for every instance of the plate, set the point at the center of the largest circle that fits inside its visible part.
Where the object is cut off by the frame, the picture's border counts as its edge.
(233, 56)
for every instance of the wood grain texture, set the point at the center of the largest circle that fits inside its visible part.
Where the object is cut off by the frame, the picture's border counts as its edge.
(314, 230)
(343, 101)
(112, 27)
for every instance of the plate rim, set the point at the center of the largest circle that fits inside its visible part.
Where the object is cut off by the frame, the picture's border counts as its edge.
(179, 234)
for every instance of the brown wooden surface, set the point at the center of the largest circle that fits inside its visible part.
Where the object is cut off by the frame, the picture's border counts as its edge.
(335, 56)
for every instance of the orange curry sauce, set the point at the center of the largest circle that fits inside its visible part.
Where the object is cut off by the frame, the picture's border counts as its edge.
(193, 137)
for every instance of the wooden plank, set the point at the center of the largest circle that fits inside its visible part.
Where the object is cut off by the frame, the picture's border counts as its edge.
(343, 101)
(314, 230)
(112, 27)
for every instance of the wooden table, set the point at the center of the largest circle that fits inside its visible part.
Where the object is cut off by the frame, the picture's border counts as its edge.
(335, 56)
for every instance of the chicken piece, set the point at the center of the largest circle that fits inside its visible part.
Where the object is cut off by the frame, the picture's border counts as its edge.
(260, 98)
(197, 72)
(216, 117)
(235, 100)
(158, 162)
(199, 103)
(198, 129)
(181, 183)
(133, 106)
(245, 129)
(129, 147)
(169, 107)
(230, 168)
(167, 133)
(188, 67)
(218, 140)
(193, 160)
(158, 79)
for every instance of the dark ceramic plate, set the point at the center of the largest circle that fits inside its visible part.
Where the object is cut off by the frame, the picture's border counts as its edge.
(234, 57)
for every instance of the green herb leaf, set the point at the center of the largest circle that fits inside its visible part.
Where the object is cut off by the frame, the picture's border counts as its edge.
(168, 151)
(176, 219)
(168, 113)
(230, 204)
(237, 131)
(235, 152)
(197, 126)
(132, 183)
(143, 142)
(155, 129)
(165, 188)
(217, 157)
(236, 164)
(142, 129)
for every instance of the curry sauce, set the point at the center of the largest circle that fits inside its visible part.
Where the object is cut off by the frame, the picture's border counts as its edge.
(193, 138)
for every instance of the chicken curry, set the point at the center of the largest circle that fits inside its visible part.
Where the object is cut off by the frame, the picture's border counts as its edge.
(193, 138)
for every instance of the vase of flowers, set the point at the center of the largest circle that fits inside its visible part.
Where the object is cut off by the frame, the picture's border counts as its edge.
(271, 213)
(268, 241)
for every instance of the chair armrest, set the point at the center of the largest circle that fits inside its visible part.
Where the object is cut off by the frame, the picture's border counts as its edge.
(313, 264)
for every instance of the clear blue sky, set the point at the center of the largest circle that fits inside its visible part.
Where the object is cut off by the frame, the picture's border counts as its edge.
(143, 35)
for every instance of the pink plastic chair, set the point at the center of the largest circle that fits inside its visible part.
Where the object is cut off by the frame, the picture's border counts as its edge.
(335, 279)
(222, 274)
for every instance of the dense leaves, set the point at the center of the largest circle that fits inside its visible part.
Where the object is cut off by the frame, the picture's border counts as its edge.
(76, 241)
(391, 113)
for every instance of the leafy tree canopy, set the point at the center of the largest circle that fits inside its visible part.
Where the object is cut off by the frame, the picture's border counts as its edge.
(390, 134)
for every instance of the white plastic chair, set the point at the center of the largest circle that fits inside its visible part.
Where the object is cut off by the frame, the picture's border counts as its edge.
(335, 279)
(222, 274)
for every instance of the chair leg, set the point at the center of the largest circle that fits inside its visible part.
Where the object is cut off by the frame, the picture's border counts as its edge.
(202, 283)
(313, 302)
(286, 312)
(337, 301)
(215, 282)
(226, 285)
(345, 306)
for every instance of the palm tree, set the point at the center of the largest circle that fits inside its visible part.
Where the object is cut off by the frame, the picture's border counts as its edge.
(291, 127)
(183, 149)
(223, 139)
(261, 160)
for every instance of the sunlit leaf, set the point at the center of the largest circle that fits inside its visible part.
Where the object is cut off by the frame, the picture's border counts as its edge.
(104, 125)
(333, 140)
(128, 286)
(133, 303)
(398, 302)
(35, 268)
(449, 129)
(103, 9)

* _WHAT NEEDS TO BE DONE_
Hand back the material above in full, exactly as written.

* _WRITTEN ANSWER_
for every instance of the plate, set the point at the center of the largest circle that fits inside its visible part.
Where the object is cut off by the frame, the picture's border counts as its edge.
(233, 56)
for every instance of the wood grain texture, set the point at the center of the largest circle that fits inside its visible part.
Where the object is cut off by the frame, the picture's border counts as its edge.
(314, 230)
(343, 101)
(112, 27)
for every instance of the plate rim, set the point at the center of the largest circle that fits inside its visible part.
Where the object is cut off by the frame, the picture's border counts as its edge.
(179, 234)
for every instance of the brown wooden surface, set the point at the center of the largest circle that fits inside its visible part.
Where the object is cut off by the frame, the picture's border counts as its edge.
(335, 56)
for every instance of the orange curry sauce, set the point at the center of the largest circle that fits inside its visible part.
Where the object is cut off by the frame, the picture's border counts as its edge.
(193, 137)
for every instance of the wooden plank, set the point at the center of the largest circle that fits inside its visible part.
Where the object is cut off by the frame, the picture's border counts as its edge.
(343, 101)
(314, 230)
(112, 27)
for every instance of the wooden table, set the point at the center of the largest circle that fits inside its visible part.
Where the object is cut off by the frame, the picture's border counts as its edge.
(335, 56)
for every instance of the chicken piece, set the point at the center of the largest circle that fits inside its visible part.
Where the object is cut off by the frame, the picture's border counts as its edge.
(260, 98)
(197, 72)
(216, 117)
(235, 100)
(158, 162)
(199, 103)
(198, 129)
(181, 183)
(133, 106)
(245, 129)
(129, 147)
(169, 107)
(230, 168)
(167, 133)
(188, 67)
(218, 140)
(193, 160)
(158, 79)
for every instance of the dark ceramic plate, set the point at the center of the largest circle that fits inside its visible part.
Where the object is cut off by the frame, the picture's border counts as its edge.
(234, 57)
for every instance of the green herb leaf, set the point at the center of the largest circle that fits inside its visible part.
Where the object is cut off by the frame, the picture's border counts as its edge.
(168, 151)
(176, 219)
(168, 113)
(230, 204)
(237, 131)
(235, 152)
(197, 126)
(132, 183)
(143, 142)
(155, 129)
(165, 188)
(217, 157)
(236, 164)
(142, 129)
for every instance of the curry sauce, set the point at the center of the largest circle that fits inside its visible part.
Where the object is cut off by the frame, the picture's border counts as its edge.
(193, 138)
for every instance of the chicken curry, set the point at the center of the largest circle that fits inside its visible part.
Where the object is cut off by the frame, the picture's border counts as its edge.
(193, 138)
for every instance of the vase of flowers, set the point at the center of the largest circle that fits inside its visible part.
Where the object is cut off by the frame, the picture's border counts as its edge.
(271, 213)
(268, 241)
for every instance of the chair armrest, set the point at the center of the largest circle that fits inside its visible part.
Where the object is cut off by the frame, the picture's border counts as its edge.
(313, 264)
for every instance of the clear blue sky, set the point at the center of the largest circle that fits inside its visible part.
Where the object is cut off by the frame, the picture's border counts as its edge.
(143, 35)
for every instance of the pink plastic chair, set the point at the center of the largest circle that fits inside its visible part.
Where the object is cut off by the frame, the picture's border counts as its edge.
(335, 279)
(222, 274)
for every instance of the dense leaves, set the point at the center of the largest circle that fits inside its visible part.
Where the object is cut off by the frame, the picture's border counts as its edge.
(76, 241)
(391, 113)
for every instance of the leafy tree canopy, set the point at the center of the largest circle that fits inside its visible part.
Where the object is cut off by the frame, the picture's border counts as its edge.
(390, 134)
for every instance of the white plastic chair, set the point at the center of the largest circle that fits inside its visible part.
Where the object is cut off by the frame, the picture's border counts as its edge.
(335, 279)
(222, 274)
for every instance of the chair leg, set the point at the center of the largest circle that fits inside its visible part.
Where the object is cut off by the frame, the picture's border counts as its edge.
(202, 283)
(313, 302)
(286, 312)
(337, 301)
(215, 282)
(226, 285)
(345, 306)
for every instance of the palm tree, set the point at the center of the largest circle that fits inside its visible part.
Where the object is cut off by the frame, the picture's border counts as its edge.
(291, 127)
(183, 149)
(223, 139)
(261, 160)
for every instance of the sunlit leaf, set the point at the center of the largest circle that fits inside its visible part.
Where the object is cut off by the frame, the picture's border counts as its edge.
(104, 125)
(333, 140)
(128, 286)
(133, 303)
(398, 302)
(35, 268)
(449, 129)
(103, 9)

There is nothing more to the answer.